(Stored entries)
══════════

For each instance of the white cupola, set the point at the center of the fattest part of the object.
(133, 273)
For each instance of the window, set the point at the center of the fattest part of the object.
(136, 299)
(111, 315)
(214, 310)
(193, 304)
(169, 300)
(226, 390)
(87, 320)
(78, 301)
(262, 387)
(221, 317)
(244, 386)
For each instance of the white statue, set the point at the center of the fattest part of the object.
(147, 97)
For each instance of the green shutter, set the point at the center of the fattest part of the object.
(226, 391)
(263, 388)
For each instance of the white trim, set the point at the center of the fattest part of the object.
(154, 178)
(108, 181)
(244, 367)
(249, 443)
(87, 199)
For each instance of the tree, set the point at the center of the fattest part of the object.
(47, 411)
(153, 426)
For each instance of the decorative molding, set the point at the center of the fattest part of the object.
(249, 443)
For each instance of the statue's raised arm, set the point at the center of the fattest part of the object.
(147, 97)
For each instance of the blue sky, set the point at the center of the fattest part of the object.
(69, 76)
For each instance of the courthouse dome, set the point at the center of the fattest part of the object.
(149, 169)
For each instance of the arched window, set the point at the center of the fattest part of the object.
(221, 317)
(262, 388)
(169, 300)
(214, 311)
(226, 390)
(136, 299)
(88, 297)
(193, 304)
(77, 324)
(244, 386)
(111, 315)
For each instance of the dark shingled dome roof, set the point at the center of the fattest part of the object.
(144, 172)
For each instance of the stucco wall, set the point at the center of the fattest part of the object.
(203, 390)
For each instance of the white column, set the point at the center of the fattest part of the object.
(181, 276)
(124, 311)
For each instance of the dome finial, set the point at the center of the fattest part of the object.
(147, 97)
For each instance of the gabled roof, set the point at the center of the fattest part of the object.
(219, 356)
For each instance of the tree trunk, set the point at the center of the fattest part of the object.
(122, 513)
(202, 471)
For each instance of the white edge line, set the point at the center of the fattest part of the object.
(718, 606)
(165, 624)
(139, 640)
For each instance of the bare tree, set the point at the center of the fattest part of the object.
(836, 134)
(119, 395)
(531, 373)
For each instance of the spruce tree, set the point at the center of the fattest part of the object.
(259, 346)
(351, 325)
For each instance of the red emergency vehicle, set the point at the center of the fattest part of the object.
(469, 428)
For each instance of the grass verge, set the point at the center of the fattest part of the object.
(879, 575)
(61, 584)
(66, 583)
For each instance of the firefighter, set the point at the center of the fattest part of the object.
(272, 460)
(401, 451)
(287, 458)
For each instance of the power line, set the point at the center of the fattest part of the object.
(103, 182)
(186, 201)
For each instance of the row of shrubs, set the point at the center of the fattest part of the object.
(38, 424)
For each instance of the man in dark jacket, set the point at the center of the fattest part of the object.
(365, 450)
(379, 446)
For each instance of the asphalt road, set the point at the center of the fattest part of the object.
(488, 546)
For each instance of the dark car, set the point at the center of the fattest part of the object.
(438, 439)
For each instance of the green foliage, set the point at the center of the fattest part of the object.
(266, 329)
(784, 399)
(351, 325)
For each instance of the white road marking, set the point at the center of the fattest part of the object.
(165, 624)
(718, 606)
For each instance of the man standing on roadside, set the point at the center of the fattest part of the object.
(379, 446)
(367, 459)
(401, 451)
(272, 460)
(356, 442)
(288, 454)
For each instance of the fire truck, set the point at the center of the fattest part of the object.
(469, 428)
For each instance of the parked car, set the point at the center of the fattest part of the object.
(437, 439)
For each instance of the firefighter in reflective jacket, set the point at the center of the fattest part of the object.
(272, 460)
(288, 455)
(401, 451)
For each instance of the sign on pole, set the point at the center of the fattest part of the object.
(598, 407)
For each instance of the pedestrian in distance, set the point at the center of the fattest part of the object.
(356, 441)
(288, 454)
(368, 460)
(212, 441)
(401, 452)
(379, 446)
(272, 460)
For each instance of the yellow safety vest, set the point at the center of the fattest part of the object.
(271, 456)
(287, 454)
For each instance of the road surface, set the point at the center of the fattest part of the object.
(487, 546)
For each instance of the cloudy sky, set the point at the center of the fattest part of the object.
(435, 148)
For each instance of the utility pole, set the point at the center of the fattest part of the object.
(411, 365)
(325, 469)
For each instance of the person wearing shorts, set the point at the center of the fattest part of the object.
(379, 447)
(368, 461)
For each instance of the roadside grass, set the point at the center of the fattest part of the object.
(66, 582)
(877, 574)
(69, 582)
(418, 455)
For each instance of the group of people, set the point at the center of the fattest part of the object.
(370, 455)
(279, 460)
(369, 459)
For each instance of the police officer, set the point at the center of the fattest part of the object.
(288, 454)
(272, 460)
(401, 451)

══════════

Please copy every row above word for word, keeping each line as it appears.

For each instance of the white cupola, set the point at the center of the fattest part of the object.
(133, 273)
For each instance of the window, set the point at the center of the fattest part of the object.
(136, 299)
(111, 315)
(214, 310)
(193, 304)
(169, 300)
(226, 390)
(87, 320)
(78, 301)
(262, 387)
(221, 317)
(244, 386)
For each instance of the white statue, set the point at the center of the fattest part of the object.
(147, 97)
For each instance of the green shutter, set the point at the center of the fattest part of the object.
(226, 391)
(263, 388)
For each instance of the white trim, set the point at the center of the fattest part of the object.
(154, 178)
(108, 181)
(244, 367)
(249, 443)
(87, 199)
For each instance of the tree, set the point at the center of the fattest part of the object.
(47, 411)
(153, 426)
For each instance of the decorative molding, set the point at the center of the fattest part of the object.
(249, 443)
For each instance of the statue's raised arm, set the point at the center of the fattest part of the object.
(147, 97)
For each instance of the blue sky, set the point at the center of the fattest part of the object.
(69, 76)
For each instance of the courthouse dome, set the point at the center of the fattest part of the object.
(149, 169)
For each instance of the arched window, set the point at the center of the fattest part of the object.
(221, 317)
(262, 388)
(169, 300)
(214, 311)
(226, 390)
(136, 299)
(88, 297)
(193, 304)
(77, 324)
(244, 386)
(111, 315)
For each instance of the dark shingled dome roof, set the point at the center of the fattest part of the object.
(144, 172)
For each instance of the stucco wall, set the point at the center of the fattest part of the object.
(203, 390)
For each instance of the white column, set the point at the center of the fattest part of the object.
(181, 276)
(124, 311)
For each instance of the dome finial, set the point at the center of the fattest part of the object.
(147, 97)
For each instance of the gabled roof, set the point at the center of the fattest part of the object.
(219, 356)
For each instance of the tree trunk, set the point at the center of the fattest part of the object.
(122, 513)
(202, 471)
For each instance of the white edge line, set the point at the center of the fattest part of the object.
(718, 606)
(165, 624)
(139, 640)
For each instance of the bare tree, set the point at the center of the fattest part of the object.
(836, 134)
(119, 395)
(531, 373)
For each instance of the spruce tree, set the point at the center of the fattest part of the object.
(259, 346)
(351, 325)
For each instance of the red emergency vehicle, set the point at the center of the fattest part of the object.
(469, 428)
For each instance of the grass verge, set the point at the center of the fattest part of the object.
(879, 575)
(61, 584)
(66, 583)
For each instance of the firefighter, set the point at the center of the fattest part of the object.
(272, 460)
(401, 451)
(287, 458)
For each instance of the power line, set the point at the center of the fattest part of the object.
(103, 182)
(186, 201)
For each instance of the row of shrubs, set the point at the center of the fattest part of the object.
(38, 424)
For each instance of the man in dark jacket, set the point at the center of the fattest part of the object.
(365, 450)
(379, 446)
For each instance of the asphalt road, set the point at the center of the fattest part of the object.
(488, 546)
For each instance of the dark car, set the point at the center of the fattest part of the object.
(438, 439)
For each instance of the green foliage, set the point at the center of the fattest part of the object.
(266, 329)
(784, 399)
(351, 325)
For each instance of the white road marking, set the point at the center of the fattest part of the object.
(165, 624)
(718, 606)
For each instance of the man standing on roadside, set the point at the center of the fattest part of the object.
(379, 446)
(367, 459)
(401, 451)
(272, 460)
(356, 442)
(288, 454)
For each instance of the fire truck, set the point at the center of the fattest part of the object.
(469, 428)
For each instance of the parked car, set the point at the center of the fattest part of the object.
(437, 439)
For each instance of the firefighter in reflective jacket, set the point at the center of the fattest part of the object.
(272, 460)
(288, 455)
(401, 451)
For each instance of the sign on pole, set the point at the center of the fattest part of the object.
(598, 407)
For each instance of the pedestrian in distance, set the point at the center of the fattest part of the object.
(356, 441)
(288, 454)
(368, 460)
(212, 441)
(401, 452)
(379, 446)
(272, 460)
For each instance of the yellow safety vest, set the point at the center of the fattest part of the object.
(271, 456)
(287, 454)
For each instance of the road surface, set the point at the center of the fattest part of the object.
(487, 546)
For each instance of the cloudy sky, set the point at the center of the fattest part of the object.
(435, 148)
For each instance of the utility pole, set the point at the center of the fattest part of the object.
(411, 365)
(325, 469)
For each instance of the person wearing shorts, set the point at the center of the fattest part of the object.
(379, 447)
(368, 461)
For each instance of the roadside grass, set the point at the center of the fattest part of the object.
(66, 582)
(877, 574)
(69, 582)
(418, 455)
For each instance of the group of people, set the point at the center of the fattest part of the object.
(370, 455)
(279, 460)
(369, 459)
For each instance of the police officer, set the point at the center of the fattest part of the object.
(288, 454)
(272, 460)
(401, 451)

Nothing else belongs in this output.